## What is needed
Reproduce all records verbatim.

Items from a data source:
****************************************
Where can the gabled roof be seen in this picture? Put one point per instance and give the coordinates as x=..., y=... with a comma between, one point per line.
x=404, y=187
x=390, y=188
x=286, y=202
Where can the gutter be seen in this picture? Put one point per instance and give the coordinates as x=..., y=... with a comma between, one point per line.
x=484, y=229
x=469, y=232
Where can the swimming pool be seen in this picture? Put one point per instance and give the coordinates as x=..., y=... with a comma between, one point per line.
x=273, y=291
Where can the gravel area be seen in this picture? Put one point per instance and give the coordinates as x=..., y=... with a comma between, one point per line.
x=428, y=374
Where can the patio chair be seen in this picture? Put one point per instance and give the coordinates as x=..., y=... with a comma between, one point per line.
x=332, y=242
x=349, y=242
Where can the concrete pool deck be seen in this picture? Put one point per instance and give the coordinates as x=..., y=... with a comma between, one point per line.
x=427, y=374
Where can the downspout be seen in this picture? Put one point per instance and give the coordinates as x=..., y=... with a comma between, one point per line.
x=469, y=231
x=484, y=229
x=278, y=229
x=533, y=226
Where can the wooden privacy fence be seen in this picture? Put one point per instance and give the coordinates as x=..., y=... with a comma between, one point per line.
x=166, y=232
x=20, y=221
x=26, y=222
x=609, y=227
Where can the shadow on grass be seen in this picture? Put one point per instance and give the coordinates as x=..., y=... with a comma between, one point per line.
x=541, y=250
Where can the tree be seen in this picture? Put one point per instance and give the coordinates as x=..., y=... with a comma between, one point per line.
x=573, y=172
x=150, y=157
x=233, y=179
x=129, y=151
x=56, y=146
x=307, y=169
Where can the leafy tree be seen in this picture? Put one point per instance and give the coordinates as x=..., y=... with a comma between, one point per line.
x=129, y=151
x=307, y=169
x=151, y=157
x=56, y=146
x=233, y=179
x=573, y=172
****************************************
## Output below
Where can the gabled roof be seen in this picture? Put one point per instance and give the coordinates as x=..., y=... with a comma between, one point per line.
x=404, y=187
x=390, y=188
x=286, y=202
Where can the gutter be seen in this picture? Put one point per instance and give the coordinates as x=..., y=... with a comma between, one point per line.
x=484, y=229
x=469, y=232
Where can the swimming pool be seen in this picture? Put one point per instance and give the coordinates as x=..., y=... with a comma between, one point per line.
x=273, y=291
Where can the gravel area be seen in this picture? Put one point per instance and give the coordinates as x=..., y=... with a comma between, one point per line.
x=428, y=374
Where can the patio chair be seen in this picture? Put one point per instance and give the coordinates as x=..., y=... with a comma between, one point per line.
x=332, y=242
x=349, y=242
Where can the concrete pool deck be seen in this picture? Put one point per instance and give the coordinates as x=..., y=... with a comma between, one point per line.
x=427, y=374
Where can the downspout be seen in this picture? Put one point per instance and give the coordinates as x=..., y=... with a comma between, one point per line.
x=469, y=231
x=484, y=229
x=278, y=229
x=533, y=226
Where can the wooden privacy fence be seen in this picture? Put one point per instance and give the coordinates as x=..., y=... with a comma between, one point per line.
x=166, y=232
x=20, y=221
x=26, y=222
x=609, y=227
Where can the shadow on grass be seen in this picture? Put one point per instance and give the coordinates as x=..., y=... with a comma between, one point per line.
x=541, y=250
Where can the tree be seen in this picture? Put one point per instance and give the coordinates as x=..., y=... with a comma between, one point per line.
x=573, y=172
x=150, y=157
x=233, y=179
x=129, y=151
x=56, y=146
x=307, y=169
Where can the leafy tree be seen in this picture? Put one point per instance and give the coordinates as x=..., y=... with a comma between, one point per line.
x=129, y=151
x=307, y=169
x=151, y=157
x=56, y=146
x=233, y=179
x=573, y=172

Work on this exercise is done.